-- Start --
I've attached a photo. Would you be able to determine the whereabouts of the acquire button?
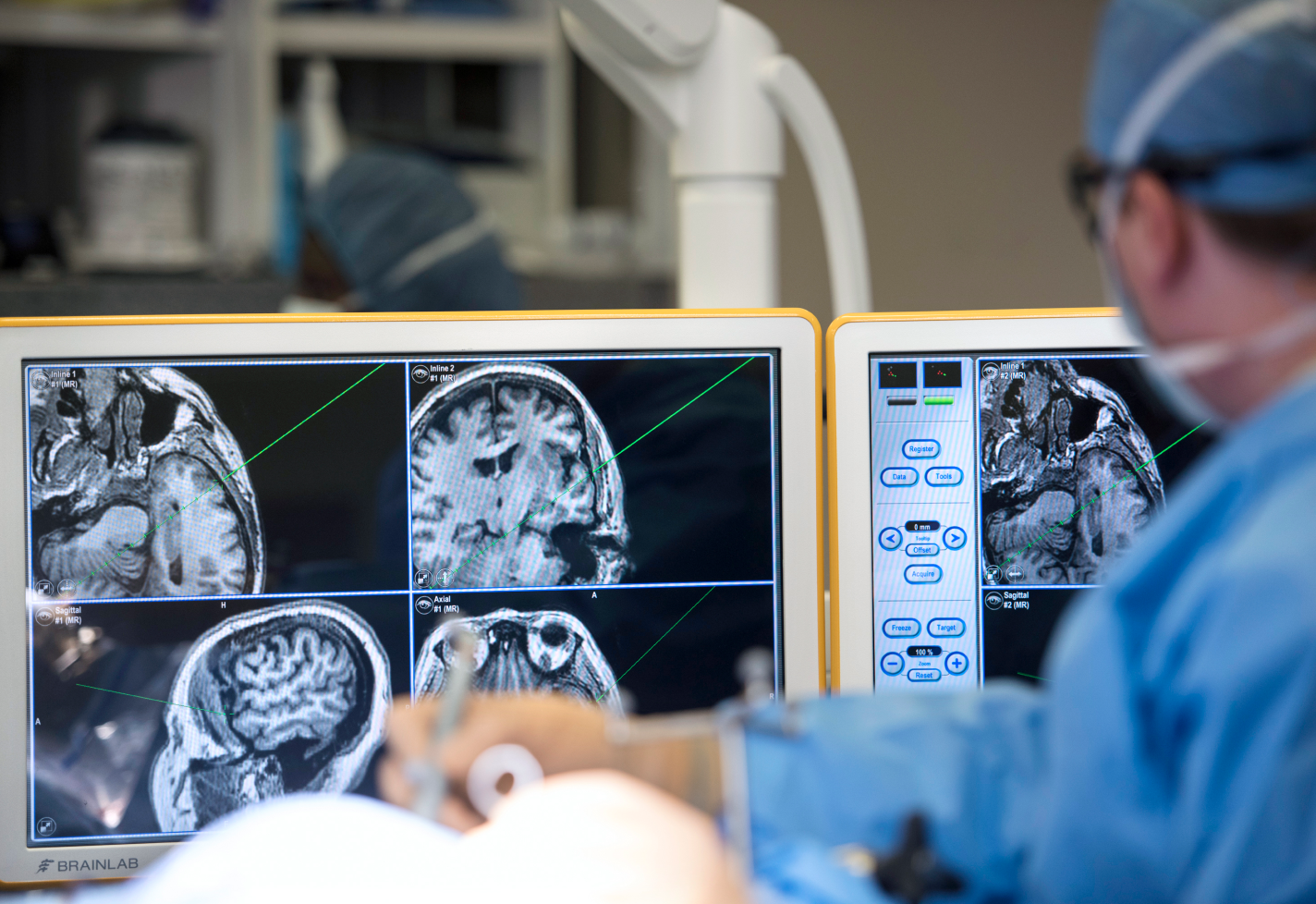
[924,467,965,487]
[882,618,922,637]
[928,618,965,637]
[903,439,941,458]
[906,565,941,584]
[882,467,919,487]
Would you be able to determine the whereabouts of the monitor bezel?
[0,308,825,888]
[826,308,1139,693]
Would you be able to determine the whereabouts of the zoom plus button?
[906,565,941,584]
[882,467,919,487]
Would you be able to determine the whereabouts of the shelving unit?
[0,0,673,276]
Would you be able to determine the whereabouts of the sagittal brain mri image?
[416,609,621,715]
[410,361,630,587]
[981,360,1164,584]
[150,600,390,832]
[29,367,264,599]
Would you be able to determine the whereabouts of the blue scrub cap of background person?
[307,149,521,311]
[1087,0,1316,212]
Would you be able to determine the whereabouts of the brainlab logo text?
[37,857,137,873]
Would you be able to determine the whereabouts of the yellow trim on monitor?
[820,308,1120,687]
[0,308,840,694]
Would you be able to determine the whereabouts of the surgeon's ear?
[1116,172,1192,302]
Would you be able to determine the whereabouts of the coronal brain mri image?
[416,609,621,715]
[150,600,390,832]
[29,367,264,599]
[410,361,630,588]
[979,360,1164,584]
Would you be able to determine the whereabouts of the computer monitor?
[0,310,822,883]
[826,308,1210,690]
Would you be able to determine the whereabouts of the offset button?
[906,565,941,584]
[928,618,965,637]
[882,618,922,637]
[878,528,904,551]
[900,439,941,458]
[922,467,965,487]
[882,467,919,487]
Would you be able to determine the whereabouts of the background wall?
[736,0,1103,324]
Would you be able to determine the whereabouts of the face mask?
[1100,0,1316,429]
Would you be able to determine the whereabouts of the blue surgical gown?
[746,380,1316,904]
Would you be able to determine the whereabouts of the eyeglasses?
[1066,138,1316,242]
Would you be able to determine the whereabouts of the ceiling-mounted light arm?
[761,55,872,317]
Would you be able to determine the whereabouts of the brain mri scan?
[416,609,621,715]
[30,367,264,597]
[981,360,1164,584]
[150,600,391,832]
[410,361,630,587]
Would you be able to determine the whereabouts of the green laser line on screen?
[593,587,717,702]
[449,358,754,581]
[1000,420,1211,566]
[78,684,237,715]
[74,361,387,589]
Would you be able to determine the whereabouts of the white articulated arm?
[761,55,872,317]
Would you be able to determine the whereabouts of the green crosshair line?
-- End --
WHAT THE TASK ASKS: Could you shift every bounding-box coordinate in the answers up by 135 and write out again every line of the items, wording and answers alike, from the start of the items up to and including the line with "[979,360,1164,584]", leaving out the pictures?

FULL RESPONSE:
I've attached a photo. Would you be able to determine the whereabouts of the acquire button?
[1059,602,1100,622]
[1017,753,1057,772]
[1063,753,1100,772]
[1038,574,1076,593]
[1041,700,1076,719]
[1017,602,1054,622]
Would you be able to determine the whereabouts of the monitor bezel?
[135,443,960,1023]
[961,443,1274,828]
Would you be able to determine the whereabouts of the zoom plus button?
[1041,700,1076,719]
[1017,602,1054,622]
Would you be able to determine the whereabouts of the shelving unit?
[135,135,808,411]
Would you be able to determine the whereabouts of the sagittal brain mri image?
[551,744,756,850]
[545,496,765,722]
[1116,495,1299,719]
[285,735,525,967]
[164,502,399,734]
Would you be able to determine the whereabouts of the blue scrub cap of background person?
[442,284,656,446]
[1222,135,1451,347]
Would you be able to determine the whereabouts of the brainlab logo text?
[172,992,272,1008]
Would you be able to determine the whereabouts of the yellow trim on monitor?
[955,443,1255,822]
[135,443,975,829]
Would you be able to determine the whereabouts of the surgeon's ear?
[1251,307,1327,437]
Would you be able to determine the whereabouts of the coronal brain mri image?
[551,744,756,850]
[285,735,525,967]
[164,502,399,734]
[545,496,765,723]
[1114,495,1299,719]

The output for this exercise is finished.